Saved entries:
● ● ●
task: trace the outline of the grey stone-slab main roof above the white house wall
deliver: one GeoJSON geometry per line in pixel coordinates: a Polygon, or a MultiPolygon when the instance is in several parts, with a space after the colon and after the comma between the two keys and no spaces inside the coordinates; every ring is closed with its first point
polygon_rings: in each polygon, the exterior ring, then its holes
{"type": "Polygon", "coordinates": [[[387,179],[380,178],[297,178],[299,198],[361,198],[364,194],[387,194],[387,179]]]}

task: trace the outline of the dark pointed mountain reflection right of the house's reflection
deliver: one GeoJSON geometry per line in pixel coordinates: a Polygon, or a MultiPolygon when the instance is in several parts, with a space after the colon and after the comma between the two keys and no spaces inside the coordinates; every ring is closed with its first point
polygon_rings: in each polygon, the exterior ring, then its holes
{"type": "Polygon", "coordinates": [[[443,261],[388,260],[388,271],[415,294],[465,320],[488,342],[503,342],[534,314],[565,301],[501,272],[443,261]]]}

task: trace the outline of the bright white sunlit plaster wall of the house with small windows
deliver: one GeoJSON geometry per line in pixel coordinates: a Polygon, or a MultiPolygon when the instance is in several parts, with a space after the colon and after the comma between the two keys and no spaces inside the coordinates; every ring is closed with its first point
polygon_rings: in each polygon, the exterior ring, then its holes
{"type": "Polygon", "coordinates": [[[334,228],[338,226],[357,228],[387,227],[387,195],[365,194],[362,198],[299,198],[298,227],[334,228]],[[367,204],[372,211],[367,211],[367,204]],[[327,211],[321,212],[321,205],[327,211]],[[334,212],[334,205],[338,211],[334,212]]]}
● ● ●
**ASSIGNED TASK:** Lines after the one containing "task: trace the outline of the dark" are left out; every line from the start of the entries through that line is restated word for word.

**ANSWER BOX:**
task: trace the outline of the grey stone-slab main roof above the white house wall
deliver: one GeoJSON geometry per line in pixel coordinates: a Polygon, or a MultiPolygon when the instance is in several parts, with a space after the colon and after the comma between the two keys and no spaces inside the coordinates; every ring is closed with its first point
polygon_rings: in each polygon, the exterior ring, then its holes
{"type": "Polygon", "coordinates": [[[387,179],[380,178],[297,178],[299,198],[361,198],[364,194],[387,194],[387,179]]]}

task: trace the outline of the dark pointed mountain reflection right of the house's reflection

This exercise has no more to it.